» **About this exercise**
Copy nothing but the lines from the opening of the entries through the line that contains "685L168 845L316 837L323", exactly as written. Drop the pictures.
(Beginning of Recorded information)
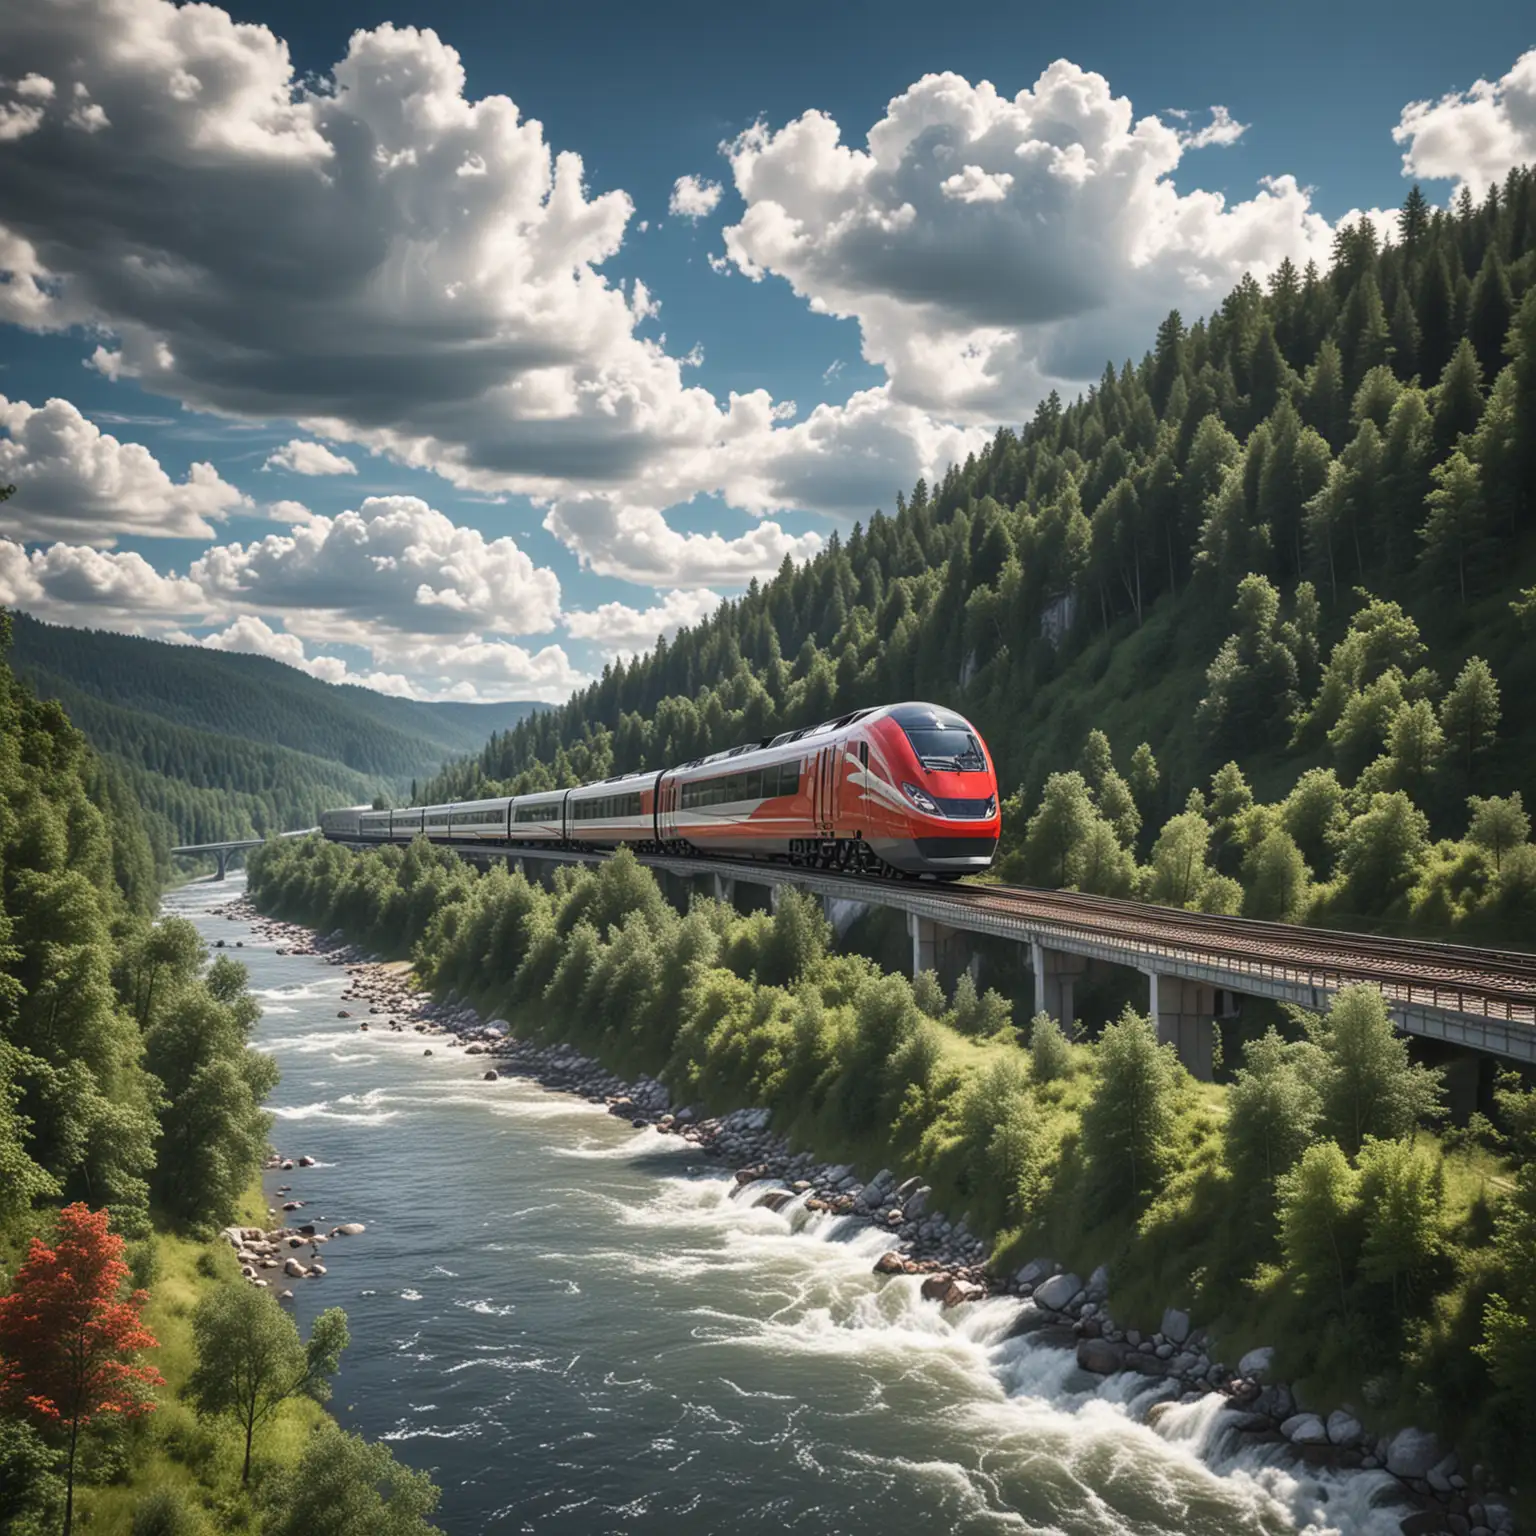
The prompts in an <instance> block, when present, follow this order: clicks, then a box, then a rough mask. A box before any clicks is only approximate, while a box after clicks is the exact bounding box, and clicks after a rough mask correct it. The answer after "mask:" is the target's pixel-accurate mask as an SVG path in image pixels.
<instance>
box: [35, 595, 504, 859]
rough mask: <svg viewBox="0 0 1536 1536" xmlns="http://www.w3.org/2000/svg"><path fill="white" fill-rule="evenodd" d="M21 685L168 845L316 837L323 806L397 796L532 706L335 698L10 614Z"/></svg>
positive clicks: (239, 663)
mask: <svg viewBox="0 0 1536 1536" xmlns="http://www.w3.org/2000/svg"><path fill="white" fill-rule="evenodd" d="M12 660H14V665H15V668H17V673H18V674H20V676H23V677H26V679H28V682H31V684H32V687H35V688H37V691H38V693H40V694H43V696H46V697H54V699H58V700H60V702H61V703H63V705H65V708H66V710H68V711H69V716H71V719H72V720H74V723H75V725H77V727H78V728H80V730H83V731H84V733H86V736H88V737H89V739H91V742H92V743H94V745H95V748H97V750H98V751H100V753H101V754H103V756H104V757H106V760H108V762H109V763H111V765H112V766H114V768H115V771H117V774H118V777H120V779H121V780H123V782H124V783H126V785H127V786H131V790H132V793H134V796H135V797H137V799H138V802H140V803H141V805H143V806H144V809H147V811H149V813H151V814H152V817H154V819H155V825H157V828H160V829H161V831H163V839H170V840H175V842H207V840H212V839H218V837H243V836H252V834H260V833H267V831H286V829H289V828H295V826H309V825H313V823H315V820H316V817H318V814H319V811H321V809H323V808H324V806H327V805H350V803H358V802H362V800H372V799H373V797H375V796H376V794H381V793H382V794H387V796H396V797H404V796H406V794H407V793H409V790H410V785H412V780H415V779H421V777H425V776H427V774H432V773H435V771H436V770H438V768H439V766H441V763H442V760H444V759H445V757H449V756H450V754H453V753H461V751H465V750H467V748H468V746H473V745H475V743H478V742H481V740H484V737H485V733H487V730H490V728H492V727H495V725H501V723H504V722H511V720H518V719H521V717H522V716H524V714H527V713H528V711H531V710H533V708H535V705H531V703H481V705H470V703H419V702H416V700H412V699H392V697H389V696H386V694H381V693H375V691H372V690H369V688H356V687H336V685H333V684H327V682H321V680H318V679H315V677H309V676H306V674H304V673H300V671H296V670H295V668H292V667H284V665H283V664H281V662H275V660H270V659H267V657H263V656H240V654H232V653H226V651H204V650H198V648H195V647H189V645H166V644H163V642H158V641H144V639H137V637H132V636H123V634H108V633H103V631H92V630H68V628H60V627H55V625H48V624H40V622H37V621H35V619H29V617H26V616H25V614H17V616H15V624H14V651H12Z"/></svg>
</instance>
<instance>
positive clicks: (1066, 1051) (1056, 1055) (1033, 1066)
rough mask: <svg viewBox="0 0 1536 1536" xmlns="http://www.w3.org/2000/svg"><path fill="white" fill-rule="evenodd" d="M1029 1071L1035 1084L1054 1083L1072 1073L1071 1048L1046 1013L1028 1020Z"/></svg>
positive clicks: (1070, 1046) (1064, 1037)
mask: <svg viewBox="0 0 1536 1536" xmlns="http://www.w3.org/2000/svg"><path fill="white" fill-rule="evenodd" d="M1029 1069H1031V1072H1032V1074H1034V1078H1035V1081H1037V1083H1055V1081H1058V1080H1060V1078H1063V1077H1066V1075H1068V1074H1069V1072H1071V1071H1072V1046H1071V1041H1068V1038H1066V1035H1064V1034H1063V1032H1061V1026H1060V1025H1058V1023H1057V1021H1055V1020H1054V1018H1052V1017H1051V1015H1049V1014H1046V1012H1040V1014H1035V1017H1034V1018H1031V1020H1029Z"/></svg>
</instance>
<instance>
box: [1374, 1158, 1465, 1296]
mask: <svg viewBox="0 0 1536 1536" xmlns="http://www.w3.org/2000/svg"><path fill="white" fill-rule="evenodd" d="M1359 1175H1361V1178H1359V1198H1361V1206H1362V1209H1364V1213H1366V1238H1364V1244H1362V1247H1361V1256H1359V1275H1361V1279H1364V1281H1367V1283H1373V1284H1387V1286H1390V1289H1392V1312H1393V1313H1399V1312H1401V1310H1402V1307H1404V1306H1405V1304H1409V1303H1412V1301H1413V1299H1416V1298H1419V1296H1422V1292H1424V1283H1425V1279H1427V1278H1428V1275H1430V1272H1432V1269H1433V1267H1435V1266H1436V1264H1438V1261H1439V1260H1441V1256H1442V1253H1444V1244H1445V1235H1444V1232H1442V1215H1441V1213H1442V1207H1444V1203H1445V1175H1444V1167H1442V1166H1441V1160H1439V1155H1438V1154H1436V1152H1435V1150H1432V1149H1430V1147H1424V1146H1415V1144H1413V1143H1410V1141H1381V1140H1376V1138H1372V1137H1367V1138H1366V1141H1364V1143H1362V1144H1361V1149H1359Z"/></svg>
(End of Recorded information)
» **Result of this exercise**
The prompts in an <instance> block, when present, follow this order: clicks, then a box, then a rough mask. A box before any clicks is only approximate, while a box after clicks is the exact bounding box, and clicks after a rough mask correct it. The answer after "mask:" is the target's pixel-accurate mask as an SVG path in image pixels.
<instance>
box: [35, 595, 504, 859]
rough mask: <svg viewBox="0 0 1536 1536" xmlns="http://www.w3.org/2000/svg"><path fill="white" fill-rule="evenodd" d="M21 685L168 845L316 837L323 806L397 796L532 706L335 698L10 614Z"/></svg>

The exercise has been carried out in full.